**TASK PROMPT**. Your task is to retype every entry exactly while omitting the pictures.

---

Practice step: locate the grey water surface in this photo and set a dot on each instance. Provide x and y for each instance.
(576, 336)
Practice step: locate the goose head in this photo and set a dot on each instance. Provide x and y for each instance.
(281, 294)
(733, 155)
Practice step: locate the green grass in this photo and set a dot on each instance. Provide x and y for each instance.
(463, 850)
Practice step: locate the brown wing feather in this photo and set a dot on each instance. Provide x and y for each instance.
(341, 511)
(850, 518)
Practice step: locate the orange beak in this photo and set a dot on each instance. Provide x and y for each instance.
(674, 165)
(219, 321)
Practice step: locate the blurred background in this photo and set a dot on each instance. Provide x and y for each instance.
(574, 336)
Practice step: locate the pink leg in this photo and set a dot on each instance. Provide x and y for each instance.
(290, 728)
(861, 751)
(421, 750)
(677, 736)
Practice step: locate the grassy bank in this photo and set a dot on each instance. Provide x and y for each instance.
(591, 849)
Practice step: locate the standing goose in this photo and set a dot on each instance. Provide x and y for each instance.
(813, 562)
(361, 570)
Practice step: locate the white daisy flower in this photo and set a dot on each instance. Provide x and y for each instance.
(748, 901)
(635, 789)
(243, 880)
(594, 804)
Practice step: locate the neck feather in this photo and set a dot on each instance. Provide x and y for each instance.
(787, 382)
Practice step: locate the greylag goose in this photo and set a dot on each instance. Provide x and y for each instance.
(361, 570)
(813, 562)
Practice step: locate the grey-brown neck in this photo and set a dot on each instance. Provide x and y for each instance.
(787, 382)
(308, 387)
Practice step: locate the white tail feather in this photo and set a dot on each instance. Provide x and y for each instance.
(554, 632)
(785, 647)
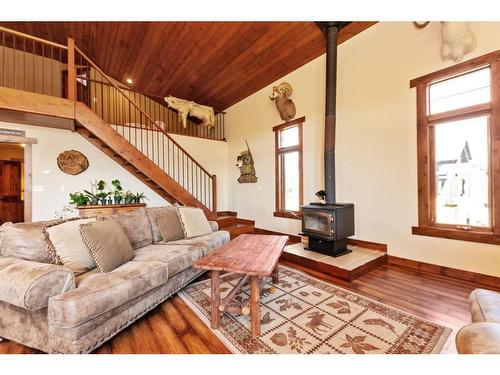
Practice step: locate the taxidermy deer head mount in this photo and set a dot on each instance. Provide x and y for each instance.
(281, 96)
(458, 39)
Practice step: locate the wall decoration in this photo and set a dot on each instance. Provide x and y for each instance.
(281, 96)
(246, 165)
(458, 39)
(72, 162)
(187, 107)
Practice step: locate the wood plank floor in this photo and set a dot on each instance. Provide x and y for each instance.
(173, 328)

---

**ANSWER SECTION**.
Practice step: locate the grey water surface in this photo and set a dot on each instance. Provide x and y for each instance.
(576, 336)
Practice step: locate the goose head in this photo and set a dot on each instance. Provide x and y for each instance.
(281, 294)
(733, 155)
Practice step: locate the green grass in this photo and set a dot on each instance. Provide x and y for each instance.
(463, 850)
Practice step: locate the brown wing feather in this photo and set a dot on each instance. Provide x and y for each instance.
(341, 511)
(850, 518)
Practice step: locate the orange beak in this photo and set a dot on each instance. Provide x and y for each instance.
(674, 165)
(219, 321)
Practice step: locate the blurred background in this photo and set a dot on each instance. Provide x and y for each instance.
(574, 336)
Practice step: locate the pink leg in this photo and set a dot on each instance. Provide x and y for each instance.
(290, 728)
(861, 751)
(421, 750)
(677, 736)
Practice step: locate the grassy bank in this photo and set a dot on each instance. Provide x and y for each instance.
(591, 849)
Practice step: locate the standing goose in this photo and set a dot on each instance. Provide x and y for each instance.
(813, 562)
(361, 570)
Practice step: locate the white daisy flower in this photo and set a dot on each instance. Provide x and y for each instance.
(748, 901)
(635, 789)
(243, 880)
(594, 804)
Practice step: locate the neck feather in this photo and set a dot on each instance. Provide x and y for each instance.
(787, 382)
Practice step: locate the greylag goose in this photo and set a dot on each instance. Provide x and y for each instance.
(361, 570)
(813, 562)
Practice step: locate the grey-brown neck in this photo and set a dot on each instance. Provide x and y for each instance.
(787, 382)
(308, 387)
Practice step: locate the white tail feather in this photo and set a dot on each instance. Provide x and y for each instance.
(554, 632)
(785, 647)
Practice step: locate the taxidermy deer head mount in this photo and set a dot on each instance. Provide x and y for each instance.
(281, 96)
(458, 39)
Practice step: locate the wall decoration in this photo and set a dot on each instance. Provide x and y for each instance.
(281, 96)
(246, 165)
(458, 39)
(72, 162)
(187, 107)
Practice step: locate the wood plank floor in this photo and set a dot on each instance. Provide x and y for each instance.
(173, 328)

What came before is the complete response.